*Given text:*
Skip to content

[FEATURE] Add Union command in PPL #5110

@srikanthpadakanti

Description

@srikanthpadakanti

Proposal — Command Syntax, Options, and Precise Semantics

Command

union <dataset> [, <dataset>...]

Arguments

dataset (required, repeatable)

The dataset(s) whose results will be merged. Each dataset can be one of the following OpenSearch-supported sources:

1. Index / index pattern / alias
  - Examples: logs-*, my-index, security-events-alias
2. Subsearch result set
  - Example:
  [search index=a | where status=200 | fields user action]

Multiple datasets must be separated by commas.

Syntax examples:
| union dataset_a, dataset_b, dataset_c
| union [search index=a], [search index=b]
| union logs-*, security-events-alias

Out of scope
- Saved searches as datasets
- Semantic data models
- Lookup tables as first-class dataset sources

Constraints

- At least one dataset must be specified
- Datasets must be resolvable at analysis time

Position in pipeline

As first command:
| union dataset_a, dataset_b
All datasets must be explicit arguments.

Mid-pipeline:
search index=a | where status=200 | union dataset_b
The upstream result set is implicitly included as the first dataset.

*Request 1:* In one to three sentences, explain how the mid-pipeline example in the union command proposal, "search index=a | where status=200 | union dataset_b", merges two datasets when only one is named after union.
*Request 2:*
Decide whether each statement agrees with the union command proposal. Answer yes or no, and quote the words from the proposal that settle it.
(a) Saved searches can be used as datasets for union.
(b) The command needs at least one dataset.
(c) Datasets in the command may be separated by spaces alone.
*Request 3:* Continue the union command proposal, starting after its last line.
The rows that come next are from a different source than the union command proposal.

*Provided information:*
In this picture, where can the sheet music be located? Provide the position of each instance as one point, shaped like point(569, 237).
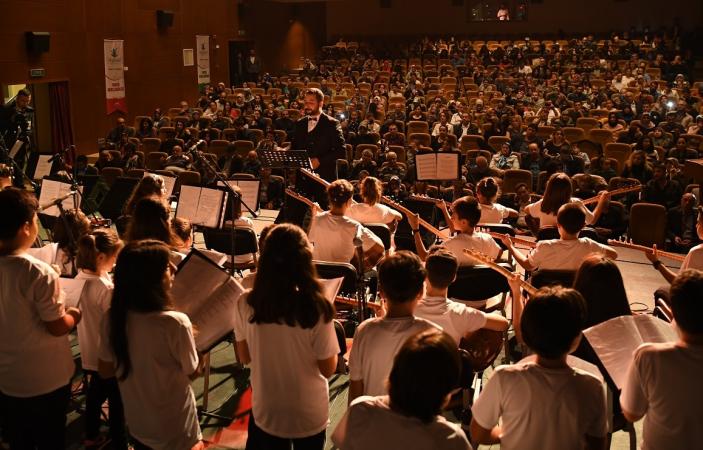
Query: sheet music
point(46, 253)
point(52, 189)
point(72, 289)
point(196, 280)
point(426, 164)
point(330, 287)
point(43, 168)
point(216, 318)
point(16, 148)
point(447, 166)
point(209, 208)
point(250, 192)
point(188, 202)
point(615, 340)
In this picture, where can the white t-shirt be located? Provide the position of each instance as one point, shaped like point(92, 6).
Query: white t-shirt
point(377, 213)
point(559, 254)
point(542, 409)
point(375, 345)
point(32, 361)
point(664, 381)
point(159, 404)
point(481, 242)
point(494, 213)
point(694, 258)
point(290, 397)
point(550, 220)
point(370, 424)
point(455, 318)
point(94, 303)
point(333, 237)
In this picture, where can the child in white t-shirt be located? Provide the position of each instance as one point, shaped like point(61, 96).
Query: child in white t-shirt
point(427, 363)
point(456, 319)
point(291, 351)
point(401, 278)
point(491, 212)
point(97, 253)
point(545, 405)
point(466, 212)
point(565, 253)
point(151, 350)
point(664, 380)
point(36, 364)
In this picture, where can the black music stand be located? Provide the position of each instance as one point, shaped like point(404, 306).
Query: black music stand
point(289, 159)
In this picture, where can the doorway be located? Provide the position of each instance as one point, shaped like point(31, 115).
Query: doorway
point(238, 51)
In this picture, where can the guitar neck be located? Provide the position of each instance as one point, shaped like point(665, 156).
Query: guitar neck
point(612, 193)
point(531, 290)
point(423, 223)
point(516, 240)
point(643, 248)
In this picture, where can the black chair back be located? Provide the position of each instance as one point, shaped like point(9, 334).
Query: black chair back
point(541, 278)
point(478, 282)
point(245, 240)
point(382, 231)
point(327, 270)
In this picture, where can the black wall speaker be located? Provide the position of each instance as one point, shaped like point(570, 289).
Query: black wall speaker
point(37, 41)
point(164, 19)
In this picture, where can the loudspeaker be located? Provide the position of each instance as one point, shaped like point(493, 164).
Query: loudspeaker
point(37, 41)
point(164, 19)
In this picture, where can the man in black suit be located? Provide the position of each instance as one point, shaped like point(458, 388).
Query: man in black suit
point(319, 134)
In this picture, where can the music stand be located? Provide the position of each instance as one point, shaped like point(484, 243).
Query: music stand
point(289, 159)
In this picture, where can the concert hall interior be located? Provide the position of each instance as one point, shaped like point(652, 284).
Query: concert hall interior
point(351, 224)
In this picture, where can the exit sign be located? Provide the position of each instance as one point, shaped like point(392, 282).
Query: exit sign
point(37, 73)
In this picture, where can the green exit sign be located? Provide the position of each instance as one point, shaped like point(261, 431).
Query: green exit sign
point(37, 73)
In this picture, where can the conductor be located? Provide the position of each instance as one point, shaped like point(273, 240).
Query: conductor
point(319, 134)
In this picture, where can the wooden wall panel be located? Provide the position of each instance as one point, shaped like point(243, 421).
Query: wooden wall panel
point(156, 76)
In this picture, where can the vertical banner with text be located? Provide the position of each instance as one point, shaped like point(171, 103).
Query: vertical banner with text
point(202, 44)
point(115, 93)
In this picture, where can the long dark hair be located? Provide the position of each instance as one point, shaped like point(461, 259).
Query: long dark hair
point(556, 193)
point(150, 221)
point(286, 289)
point(600, 282)
point(139, 287)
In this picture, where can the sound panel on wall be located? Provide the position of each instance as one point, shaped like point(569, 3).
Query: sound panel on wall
point(37, 41)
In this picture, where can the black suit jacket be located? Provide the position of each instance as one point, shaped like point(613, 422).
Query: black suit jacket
point(325, 142)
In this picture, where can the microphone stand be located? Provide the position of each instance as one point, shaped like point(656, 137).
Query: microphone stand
point(15, 166)
point(234, 195)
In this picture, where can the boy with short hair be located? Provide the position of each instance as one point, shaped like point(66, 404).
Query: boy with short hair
point(455, 318)
point(401, 279)
point(545, 404)
point(36, 364)
point(565, 253)
point(664, 380)
point(466, 213)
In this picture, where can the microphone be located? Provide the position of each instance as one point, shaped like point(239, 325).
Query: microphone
point(195, 146)
point(56, 201)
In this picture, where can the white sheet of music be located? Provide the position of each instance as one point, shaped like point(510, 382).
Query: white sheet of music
point(208, 295)
point(188, 202)
point(330, 287)
point(46, 253)
point(51, 190)
point(72, 290)
point(209, 208)
point(43, 168)
point(426, 164)
point(447, 166)
point(615, 340)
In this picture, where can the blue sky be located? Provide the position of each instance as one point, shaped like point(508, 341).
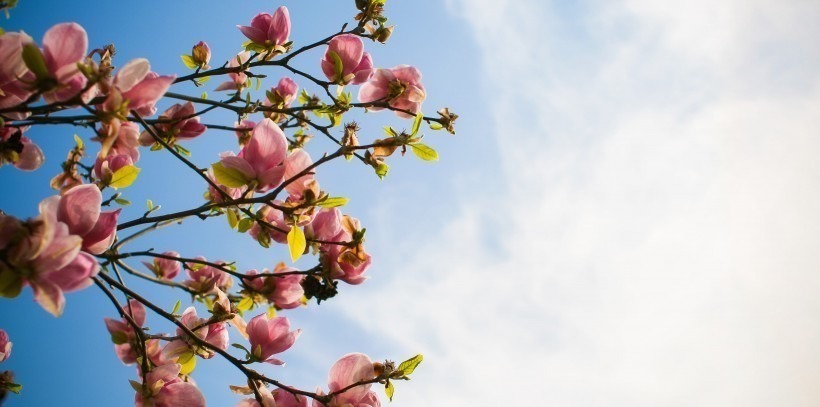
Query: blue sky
point(626, 218)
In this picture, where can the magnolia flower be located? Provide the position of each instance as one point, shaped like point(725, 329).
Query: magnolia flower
point(261, 160)
point(164, 388)
point(165, 269)
point(5, 346)
point(215, 334)
point(238, 80)
point(123, 334)
point(79, 209)
point(268, 30)
point(348, 51)
point(269, 337)
point(350, 369)
point(179, 125)
point(19, 150)
point(399, 87)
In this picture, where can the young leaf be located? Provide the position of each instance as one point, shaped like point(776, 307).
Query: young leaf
point(189, 61)
point(416, 124)
point(124, 176)
point(296, 242)
point(333, 202)
point(409, 365)
point(424, 152)
point(229, 177)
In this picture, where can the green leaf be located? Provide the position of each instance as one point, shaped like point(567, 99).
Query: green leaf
point(232, 220)
point(424, 152)
point(187, 362)
point(34, 60)
point(338, 66)
point(189, 61)
point(409, 365)
point(177, 306)
point(124, 176)
point(245, 225)
point(333, 202)
point(245, 304)
point(389, 389)
point(296, 242)
point(229, 177)
point(416, 124)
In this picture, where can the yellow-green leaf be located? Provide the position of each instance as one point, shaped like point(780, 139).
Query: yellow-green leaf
point(187, 362)
point(389, 389)
point(424, 152)
point(189, 61)
point(229, 177)
point(333, 202)
point(296, 242)
point(409, 365)
point(124, 176)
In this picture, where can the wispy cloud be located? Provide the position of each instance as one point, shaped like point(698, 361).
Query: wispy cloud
point(656, 242)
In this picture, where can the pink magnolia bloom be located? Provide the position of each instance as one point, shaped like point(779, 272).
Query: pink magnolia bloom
point(238, 80)
point(19, 150)
point(357, 65)
point(204, 278)
point(13, 73)
point(165, 389)
point(269, 30)
point(64, 46)
point(79, 209)
point(261, 160)
point(44, 254)
point(215, 334)
point(5, 346)
point(181, 126)
point(352, 368)
point(269, 337)
point(123, 334)
point(140, 87)
point(400, 87)
point(165, 268)
point(284, 292)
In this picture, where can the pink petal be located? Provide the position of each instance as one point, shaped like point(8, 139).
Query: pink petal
point(80, 208)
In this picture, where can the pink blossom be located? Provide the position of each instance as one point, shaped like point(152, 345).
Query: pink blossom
point(285, 292)
point(205, 278)
point(357, 65)
point(261, 160)
point(238, 80)
point(164, 388)
point(214, 333)
point(44, 254)
point(79, 209)
point(270, 336)
point(400, 87)
point(13, 73)
point(5, 346)
point(165, 269)
point(180, 125)
point(141, 87)
point(123, 334)
point(19, 149)
point(269, 30)
point(64, 46)
point(350, 369)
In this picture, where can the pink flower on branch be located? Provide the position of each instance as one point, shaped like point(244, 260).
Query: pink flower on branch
point(269, 337)
point(399, 87)
point(346, 62)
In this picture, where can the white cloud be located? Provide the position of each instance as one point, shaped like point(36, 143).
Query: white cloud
point(659, 230)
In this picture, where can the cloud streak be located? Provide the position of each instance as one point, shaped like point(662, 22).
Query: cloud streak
point(656, 241)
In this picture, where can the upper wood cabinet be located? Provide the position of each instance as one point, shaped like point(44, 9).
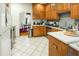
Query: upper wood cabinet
point(75, 11)
point(63, 7)
point(38, 11)
point(51, 12)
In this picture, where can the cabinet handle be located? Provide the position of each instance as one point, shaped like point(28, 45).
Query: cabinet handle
point(0, 35)
point(54, 46)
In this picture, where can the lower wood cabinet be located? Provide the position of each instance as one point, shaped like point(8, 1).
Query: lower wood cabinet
point(58, 48)
point(39, 30)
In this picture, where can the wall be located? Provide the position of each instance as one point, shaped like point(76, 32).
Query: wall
point(16, 9)
point(66, 21)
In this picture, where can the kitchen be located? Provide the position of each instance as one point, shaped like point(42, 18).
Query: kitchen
point(42, 29)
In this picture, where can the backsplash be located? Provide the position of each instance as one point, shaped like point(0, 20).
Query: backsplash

*Exercise response 1:* When union is used mid-pipeline, the upstream result set is implicitly included as the first dataset. So the results of "search index=a | where status=200" are merged with dataset_b, even though only dataset_b is written after union.

*Exercise response 2:*
(a) No: "Out of scope - Saved searches as datasets"
(b) Yes: "At least one dataset must be specified"
(c) No: "Multiple datasets must be separated by commas."

*Exercise response 3:*
This is equivalent to:
| union [search index=a | where status=200], dataset_b

---
Precise Semantics

Dataset Processing

Input
- First command: only the explicitly specified datasets
- Mid-pipeline: upstream result set (implicit) + explicit datasets

Output
- A single merged result set containing all rows from all inputs

Schema Merging

Output schema is the union of all field names across all datasets

For each output row:
- Fields present in the originating dataset retain their values
- Fields absent in the originating dataset are set to null

Type resolution
- If types are compatible, coerce to a common supertype (e.g., int + float → float)
- Otherwise, coerce to string

Ordering Semantics

- No implicit ordering guarantees
- The output order is determined by dataset evaluation order
- Deterministic ordering requires an explicit sort command

Value Preservation

UNION ALL semantics
- No deduplication
- All rows from all inputs are preserved exactly once
- Output cardinality = sum of input cardinalities

Error Handling

The command fails if:
- No datasets are provided
- Any dataset cannot be resolved or accessed
- Schema resolution fails due to unrecoverable type conflicts

---
Examples

1. Basic union (same schema)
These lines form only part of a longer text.